**EXCERPT TO READ**
— begin —

I was on call this weekend, and on Sunday morning I received some reports that one of our PostgreSQL clusters was acting up.
Since our regular server monitoring hadn’t notified me of anything I was expecting that this would be some temporary connection problems or something like that.
Oh boy, was I wrong.
I logged into the offending machine and checked the PostgreSQL logs, and I was flooded with error messages:
WARNING: database "my_prod_db" must be vacuumed within 1000000 transactions
HINT: To avoid a database shutdown, execute a database-wide VACUUM
in that database.
ERROR: database is not accepting commands to avoid wraparound data loss
in database "my_prod_db"
HINT: Stop the postmaster and vacuum that database in single-user mode.
So basically the database cluster was read-only, and I had no idea why and more importantly, how to fix that.
I started googling, and soon found out that we had maneuvered ourselves into a dreaded situation called “Transaction ID Wraparound”, something you should basically avoid at all costs.
Awesome, exactly what I needed on a Sunday.
With the help of pages like this or this I started the recovery process, shutting down the PostgreSQL service, starting the affected database in single-user mode and vacuuming it. Of course, as this was one of our larger databases with almost 1 TB, it would take hours after hours to finish. Since I had no progress meter I resorted to checking the modification dates of the database files themselves, to give me an estimate how long we would be offline (hint: very long).

— end —

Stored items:
— begin —

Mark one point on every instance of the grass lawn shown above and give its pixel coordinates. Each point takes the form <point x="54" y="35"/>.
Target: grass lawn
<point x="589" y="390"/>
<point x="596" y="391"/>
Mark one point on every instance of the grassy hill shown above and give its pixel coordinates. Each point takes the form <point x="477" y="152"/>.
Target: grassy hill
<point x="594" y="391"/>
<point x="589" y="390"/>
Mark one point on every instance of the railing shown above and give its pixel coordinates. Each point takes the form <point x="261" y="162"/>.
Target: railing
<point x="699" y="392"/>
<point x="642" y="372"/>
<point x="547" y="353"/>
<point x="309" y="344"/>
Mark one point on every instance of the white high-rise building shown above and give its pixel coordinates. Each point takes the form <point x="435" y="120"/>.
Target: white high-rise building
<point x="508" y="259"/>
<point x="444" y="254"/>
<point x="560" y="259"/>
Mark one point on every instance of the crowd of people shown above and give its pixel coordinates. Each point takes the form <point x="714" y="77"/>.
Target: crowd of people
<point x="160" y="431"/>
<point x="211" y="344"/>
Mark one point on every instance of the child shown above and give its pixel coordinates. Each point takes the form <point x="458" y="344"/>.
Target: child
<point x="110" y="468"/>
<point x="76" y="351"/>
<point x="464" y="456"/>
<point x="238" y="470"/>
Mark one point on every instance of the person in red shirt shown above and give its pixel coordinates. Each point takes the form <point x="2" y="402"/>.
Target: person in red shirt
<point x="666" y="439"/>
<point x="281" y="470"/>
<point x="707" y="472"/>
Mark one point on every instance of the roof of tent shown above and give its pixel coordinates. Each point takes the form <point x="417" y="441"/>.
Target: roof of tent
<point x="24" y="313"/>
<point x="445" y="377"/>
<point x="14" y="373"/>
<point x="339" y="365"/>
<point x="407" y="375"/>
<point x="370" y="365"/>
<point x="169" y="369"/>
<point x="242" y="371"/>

— end —

**OBJECTIVE 1**
In the account of the PostgreSQL outage, what did the writer look at to estimate how long the database would stay offline?
**OBJECTIVE 2**
Write the next part of the account of the PostgreSQL wraparound outage, starting after its last sentence.

**EXPECTED ANSWER 1**
The modification dates of the database files.

**EXPECTED ANSWER 2**
Naturally, the vacuuming would generate lots of WALs, so of course I ran into disk space problems and had to start all over again.
While I was waiting for the vacuum to finish I tried to find out how in the world this was able to happen at all. Basically if your autovacuum jobs run correctly you shouldn’t end up in this situation. Our databases do have autovacuuming configured, but apparently there was a corrupt index that prevented the autovacuum job to do it’s work, leading to a pileup of unvacuumed tables, leading to the wraparound of transaction IDs.
I remember that I reported this exact index to the responsible developers some time ago, but didn’t appreciate the gravity of the situation - I certainly would have stressed that they fixed it!
Well, lessons learned.